***** LISTED ENTRIES
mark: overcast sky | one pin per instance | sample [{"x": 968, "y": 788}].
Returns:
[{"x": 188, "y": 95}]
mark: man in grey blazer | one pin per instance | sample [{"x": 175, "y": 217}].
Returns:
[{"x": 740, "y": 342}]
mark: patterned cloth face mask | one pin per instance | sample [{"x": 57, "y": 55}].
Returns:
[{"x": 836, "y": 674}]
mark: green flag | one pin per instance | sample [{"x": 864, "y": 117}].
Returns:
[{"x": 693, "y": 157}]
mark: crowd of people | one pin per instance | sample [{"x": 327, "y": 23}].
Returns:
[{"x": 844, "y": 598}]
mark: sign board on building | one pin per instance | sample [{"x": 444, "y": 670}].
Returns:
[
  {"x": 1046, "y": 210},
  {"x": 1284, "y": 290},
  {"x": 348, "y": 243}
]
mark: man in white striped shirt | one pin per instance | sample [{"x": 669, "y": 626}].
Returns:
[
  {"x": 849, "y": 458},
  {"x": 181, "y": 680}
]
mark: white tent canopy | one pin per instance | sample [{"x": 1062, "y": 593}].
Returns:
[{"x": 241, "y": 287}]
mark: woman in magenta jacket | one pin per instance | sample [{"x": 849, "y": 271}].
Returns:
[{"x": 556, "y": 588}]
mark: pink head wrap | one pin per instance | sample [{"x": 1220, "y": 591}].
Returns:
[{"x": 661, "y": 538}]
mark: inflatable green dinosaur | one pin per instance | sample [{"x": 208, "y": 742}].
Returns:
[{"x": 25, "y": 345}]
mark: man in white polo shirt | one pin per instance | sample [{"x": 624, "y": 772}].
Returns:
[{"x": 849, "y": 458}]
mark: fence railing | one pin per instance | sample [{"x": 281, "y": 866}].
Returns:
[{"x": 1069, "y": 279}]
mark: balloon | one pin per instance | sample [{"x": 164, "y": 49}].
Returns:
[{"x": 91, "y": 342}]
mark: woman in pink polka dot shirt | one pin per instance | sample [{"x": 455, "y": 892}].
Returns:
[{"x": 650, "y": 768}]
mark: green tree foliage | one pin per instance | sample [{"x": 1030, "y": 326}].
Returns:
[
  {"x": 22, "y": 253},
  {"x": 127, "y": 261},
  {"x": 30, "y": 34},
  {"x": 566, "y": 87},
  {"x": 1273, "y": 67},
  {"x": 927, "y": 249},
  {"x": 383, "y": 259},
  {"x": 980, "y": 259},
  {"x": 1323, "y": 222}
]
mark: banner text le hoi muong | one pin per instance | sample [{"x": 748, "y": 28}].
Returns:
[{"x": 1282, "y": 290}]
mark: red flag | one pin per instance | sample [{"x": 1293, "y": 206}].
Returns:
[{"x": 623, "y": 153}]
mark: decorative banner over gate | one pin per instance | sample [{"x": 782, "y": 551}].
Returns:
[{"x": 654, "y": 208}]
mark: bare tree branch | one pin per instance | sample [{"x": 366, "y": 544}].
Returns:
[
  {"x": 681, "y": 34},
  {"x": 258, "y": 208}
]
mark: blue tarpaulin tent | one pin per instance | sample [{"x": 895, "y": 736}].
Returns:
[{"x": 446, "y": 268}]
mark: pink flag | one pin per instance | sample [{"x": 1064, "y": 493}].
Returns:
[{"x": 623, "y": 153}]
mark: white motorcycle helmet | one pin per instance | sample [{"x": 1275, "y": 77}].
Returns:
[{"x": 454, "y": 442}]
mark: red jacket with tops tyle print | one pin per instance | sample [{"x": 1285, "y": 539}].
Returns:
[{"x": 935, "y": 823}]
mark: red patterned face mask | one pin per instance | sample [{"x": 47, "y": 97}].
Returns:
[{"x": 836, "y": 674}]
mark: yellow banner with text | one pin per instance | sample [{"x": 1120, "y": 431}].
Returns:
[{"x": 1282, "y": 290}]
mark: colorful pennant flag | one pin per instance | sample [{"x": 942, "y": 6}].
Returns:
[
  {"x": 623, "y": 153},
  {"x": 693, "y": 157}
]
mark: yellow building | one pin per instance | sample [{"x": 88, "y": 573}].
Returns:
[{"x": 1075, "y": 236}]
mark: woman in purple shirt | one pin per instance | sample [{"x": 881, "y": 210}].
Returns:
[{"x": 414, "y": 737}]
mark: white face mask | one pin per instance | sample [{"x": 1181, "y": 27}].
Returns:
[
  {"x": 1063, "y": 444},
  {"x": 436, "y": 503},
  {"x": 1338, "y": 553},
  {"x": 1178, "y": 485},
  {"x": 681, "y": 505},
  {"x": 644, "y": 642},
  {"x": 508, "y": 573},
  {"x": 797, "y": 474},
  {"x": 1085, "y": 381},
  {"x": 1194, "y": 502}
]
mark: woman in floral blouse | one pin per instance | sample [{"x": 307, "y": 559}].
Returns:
**********
• WHAT TO WORK ON: Retype these lines word for word.

• WRITTEN ANSWER:
mark: overcast sky | one pin per instance | sample [{"x": 968, "y": 788}].
Returns:
[{"x": 188, "y": 95}]
mark: man in grey blazer | one pin per instance | sample [{"x": 175, "y": 217}].
Returns:
[{"x": 740, "y": 342}]
mark: patterned cloth face mask | one pin per instance | sample [{"x": 57, "y": 55}].
Returns:
[{"x": 836, "y": 674}]
mark: green flag | one pin per instance | sample [{"x": 864, "y": 117}].
Returns:
[{"x": 693, "y": 157}]
mark: crowd of people | one pin per instance | sample [{"x": 327, "y": 23}].
Returns:
[{"x": 844, "y": 598}]
mark: sign board on building | one pin per instance | sample [{"x": 444, "y": 670}].
Returns:
[
  {"x": 1046, "y": 210},
  {"x": 1284, "y": 290},
  {"x": 348, "y": 243}
]
mark: man in white striped shirt | one pin per instance | sample [{"x": 669, "y": 626}].
Returns:
[
  {"x": 849, "y": 458},
  {"x": 181, "y": 680}
]
mark: white tent canopy | one pin per instance | sample [{"x": 1062, "y": 593}].
Returns:
[{"x": 241, "y": 287}]
mark: woman in magenta jacket | one pin per instance | sample [{"x": 849, "y": 271}].
Returns:
[{"x": 556, "y": 588}]
mark: pink head wrap | one pin per instance | sample [{"x": 1220, "y": 591}].
Returns:
[{"x": 661, "y": 538}]
mark: inflatable green dinosaur | one pin per instance | sample [{"x": 208, "y": 742}].
Returns:
[{"x": 25, "y": 345}]
mark: man in white polo shirt | one pin per instance | sample [{"x": 624, "y": 772}].
Returns:
[{"x": 849, "y": 458}]
mark: fence railing | one pin per instance | sample [{"x": 281, "y": 866}].
Returns:
[{"x": 1069, "y": 279}]
mark: balloon | one pin per instance | sample [{"x": 164, "y": 49}].
Returns:
[{"x": 91, "y": 342}]
mark: woman in pink polka dot shirt | one pin per instance | sample [{"x": 455, "y": 892}].
Returns:
[{"x": 650, "y": 768}]
mark: green tree foliage | one pin per instance | sample [{"x": 1030, "y": 326}].
Returns:
[
  {"x": 22, "y": 253},
  {"x": 127, "y": 261},
  {"x": 30, "y": 34},
  {"x": 566, "y": 87},
  {"x": 1273, "y": 67},
  {"x": 927, "y": 249},
  {"x": 383, "y": 259},
  {"x": 980, "y": 259},
  {"x": 1323, "y": 222}
]
mark: banner text le hoi muong | one pin per instance | sample [{"x": 748, "y": 28}].
Returns:
[{"x": 1282, "y": 290}]
mark: red flag | one pin per instance | sample [{"x": 1293, "y": 206}].
Returns:
[{"x": 623, "y": 153}]
mark: decorative banner over gate | one pin per instance | sample [{"x": 782, "y": 551}].
Returns:
[{"x": 654, "y": 208}]
mark: bare tree branch | one pin per instance | sample [{"x": 366, "y": 544}].
Returns:
[
  {"x": 681, "y": 34},
  {"x": 258, "y": 208}
]
mark: blue tarpaulin tent | one pin per instance | sample [{"x": 895, "y": 736}].
Returns:
[{"x": 446, "y": 268}]
mark: pink flag | one pin per instance | sample [{"x": 1064, "y": 493}].
Returns:
[{"x": 623, "y": 153}]
mark: white motorcycle helmet | one pin per instance | sample [{"x": 1275, "y": 77}].
Returns:
[{"x": 454, "y": 442}]
mark: red jacket with tops tyle print | one pin per instance | sample [{"x": 1285, "y": 539}].
Returns:
[{"x": 935, "y": 823}]
mark: red patterned face mask | one pin per instance | sample [{"x": 47, "y": 97}].
Returns:
[{"x": 836, "y": 674}]
mark: yellow banner with text | one pin per instance | sample [{"x": 1120, "y": 431}].
Returns:
[{"x": 1282, "y": 290}]
mark: colorful pennant flag | one pin per instance | sample [{"x": 942, "y": 6}].
Returns:
[
  {"x": 623, "y": 153},
  {"x": 693, "y": 157}
]
mark: yellow building | one pin per instance | sample [{"x": 88, "y": 573}].
Returns:
[{"x": 1075, "y": 236}]
mark: woman in purple shirt | one pin per instance | sample [{"x": 881, "y": 210}].
Returns:
[{"x": 414, "y": 737}]
mark: white face mask | one pin per instance | sample [{"x": 1181, "y": 27}].
Returns:
[
  {"x": 1063, "y": 444},
  {"x": 436, "y": 503},
  {"x": 1338, "y": 553},
  {"x": 1178, "y": 485},
  {"x": 681, "y": 505},
  {"x": 644, "y": 642},
  {"x": 508, "y": 573},
  {"x": 797, "y": 474},
  {"x": 1085, "y": 381},
  {"x": 1194, "y": 502}
]
mark: woman in floral blouse | one pin per instance | sample [{"x": 307, "y": 559}].
Returns:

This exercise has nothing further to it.